Snaps or webpage screenshoting as well (2010), which was later put in Opera
(2017) and recently on Firefox.

------
dsego
What's new here? I've been under the impression this existed for a while. Does
it finally provide the standard video controls?

------
kgwxd
Have other hardcore anti-autoplay users noticed some autoplay getting through
as of the last update? I've had it at the highest possible settings for a long
time and nothing ever got through, now something is different. It not all the
time, but often enough that it bugs me.

------
tushar-r
This is brilliant! I've been looking for a replacement for Helium on Windows
and this seems to be it!

------
jackson1442
I've been using it with their Dev Edition and it works very nicely for me. On
a Mac, it blends in with the design language, and works on just about any
video, even video that's been DRM'd to hell and back (Netflix, Hulu, etc).

------
kbenson
While I really like this functionality, I can't seem to find any way to change
the area the picture shows up. I do not want it in the bottom right, because I
get OS messages there (maybe that's how they implemented it and why it's
there?), and I suspect either they will be covered up or cover up the picture
(a problem I often have with some apps in that location when I get messages).
Just being able to change which corner it was in (like many PIP televisions
allow) would be amazingly useful.

------
xadz
I've been using this in Chrome for Mac in YouTube for a while. It is in Safari
too. Just have to double right click a YouTube video to get the browser menu
instead of the YouTube one.

------
yuchi
«Toddler duty» is a fantastic marketing approach to the feature! (While I
usually deprecate using videos to entertain toddlers and kids, using it to
have them close to you looks… good I guess)

_What to produce_
Reproduce the part of the forum thread about picture-in-picture video that runs from "Snaps or webpage" to "it bugs me.", word for word. The items play no part here.

_Supplied entries_
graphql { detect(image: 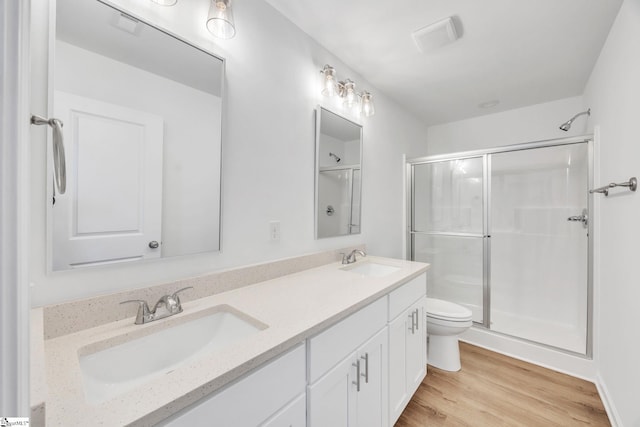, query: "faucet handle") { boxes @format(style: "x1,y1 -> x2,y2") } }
171,286 -> 193,301
120,299 -> 152,325
170,286 -> 193,313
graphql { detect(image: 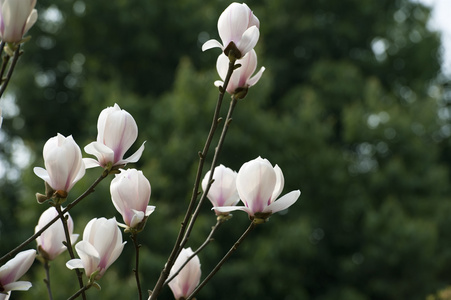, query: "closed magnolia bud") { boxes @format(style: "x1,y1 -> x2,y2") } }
215,50 -> 265,99
33,133 -> 85,198
84,104 -> 144,168
110,169 -> 155,229
0,0 -> 38,43
34,207 -> 78,260
202,2 -> 260,58
215,157 -> 301,221
168,248 -> 201,299
202,165 -> 240,215
0,250 -> 36,293
66,218 -> 126,280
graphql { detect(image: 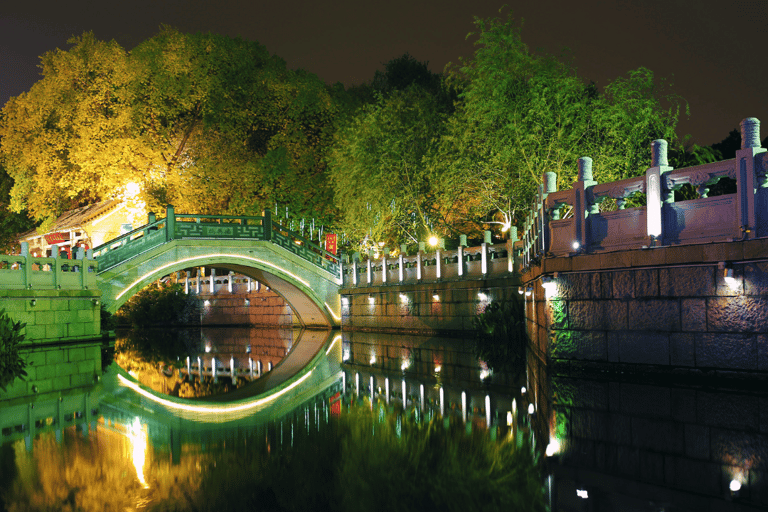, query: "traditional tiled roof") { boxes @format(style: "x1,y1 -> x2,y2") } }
19,199 -> 122,240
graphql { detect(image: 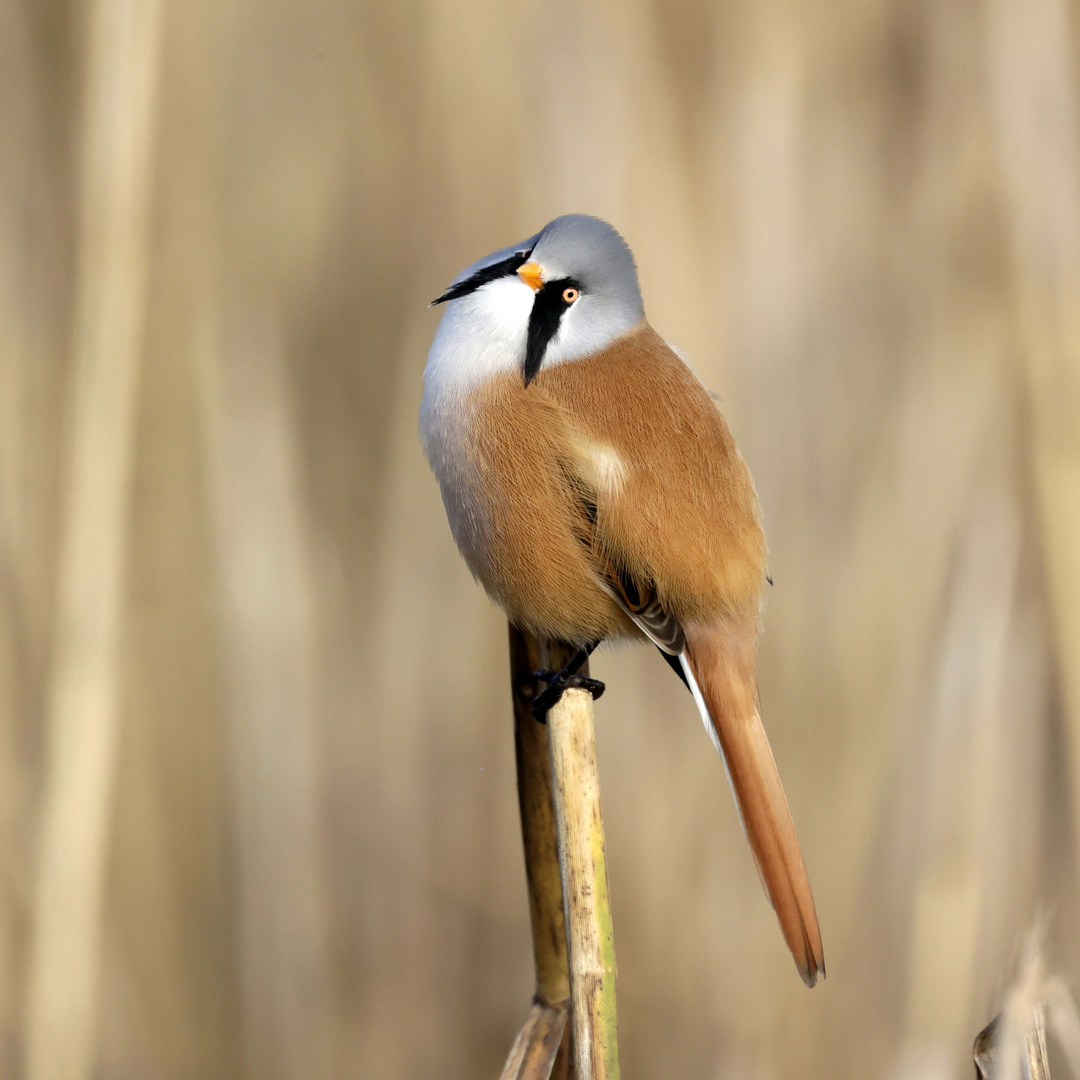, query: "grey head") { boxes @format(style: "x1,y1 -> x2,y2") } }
434,214 -> 645,386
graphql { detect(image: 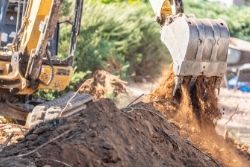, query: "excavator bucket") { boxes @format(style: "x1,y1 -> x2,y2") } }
151,0 -> 230,94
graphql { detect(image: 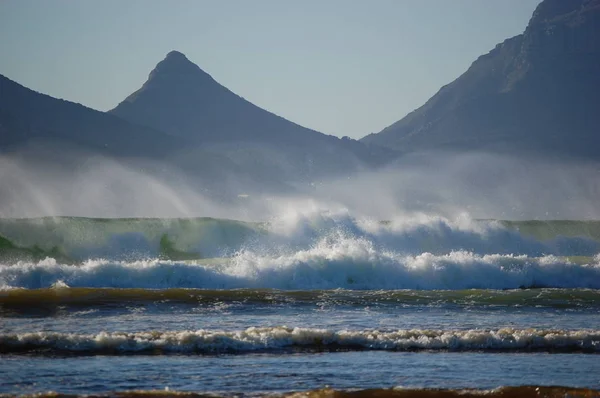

_Answer for this exercise_
Snaps or webpage screenshoting as well (2010), which was later put in Opera
(2017) and recently on Firefox.

------
dsego
What's new here? I've been under the impression this existed for a while. Does
it finally provide the standard video controls?

------
kgwxd
Have other hardcore anti-autoplay users noticed some autoplay getting through
as of the last update? I've had it at the highest possible settings for a long
time and nothing ever got through, now something is different. It not all the
time, but often enough that it bugs me.